__TEXTO MOSTRADO__.
"Gonzalo Rojas: el zigzag de la palabra entre silencios", por Adolfo Castañón

Jueves, 04 de Julio de 2013
"Gonzalo Rojas: el zigzag de la palabra entre silencios", por Adolfo Castañón
Foto: Academia Mexicana de la Lengua

“En América tenemos el privilegio […] de ser contemporáneos de nuestros clásicos”, decía desde París, en noviembre de 1928, Alejo Carpentier. “Contemporáneos de nuestros clásicos”. Bajo el techo de esta frase quisiera inscribir estas letras de salutación razonada de Íntegra. Obra poética completa de Gonzalo Rojas, editada por Fabienne Bradu. Me sumo con modestia al lanzamiento de las más de novecientas páginas del maestro chileno, nuestro clásico, en compañía de su lectora e hija adoptiva por alianza editorial Fabienne Bradu que tiene timbres suficientes para ser considerada —y ahora más— una referencia ineludible para el conocimiento de la obra de su amado Rojas y de mi amigo y contemporáneo, el poeta y maestro David Huerta, que tiene no menos credenciales escritas para saludar a un clásico como Rojas.

__DATOS PROPORCIONADOS__.
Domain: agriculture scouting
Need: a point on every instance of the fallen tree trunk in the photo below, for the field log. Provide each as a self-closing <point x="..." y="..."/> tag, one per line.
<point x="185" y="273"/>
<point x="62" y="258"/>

__INSTRUCCIONES__.
#1 Según el texto sobre Gonzalo Rojas, ¿quién editó Íntegra. Obra poética completa?
#2 Por favor, prosigue el texto sobre Gonzalo Rojas a partir de su última frase.
Las líneas son un material independiente del texto sobre Gonzalo Rojas.

__RESPUESTAS DEL EJERCICIO__.
#1 Fabienne Bradu.

#2
El clásico —me detengo en esta voz como el que se apoya para tomar impulso y alcanzar lo alto— es, entre otras cosas, el que ha estado o parece haber estado ahí como desde siempre. De ahí que una de sus características sea que no siempre se le reconozca en su verdadera y avasalladora dimensión. Pongo, por ejemplo, el del escritor y crítico dominicano Pedro Henríquez Ureña, cuyo reconocimiento precoz por Ramón Menéndez Pidal contribuyó en cierto modo a mantenerlo en un discreto lugar, apartado del reconocimiento que merecía —y merece— como crítico y escritor mayor de nuestras letras.

Gonzalo Rojas participa de esa condición de un autor, cuyo amplio reconocimiento público traducido en premios y ediciones soslaya en cierto modo su importancia y envergadura como creador o descubridor de hechos perdurables de la lengua y de la experiencia que hacen de él un maestro en la cuenta larga, que ya no veremos, como en el plazo corto del que estamos siendo testigos.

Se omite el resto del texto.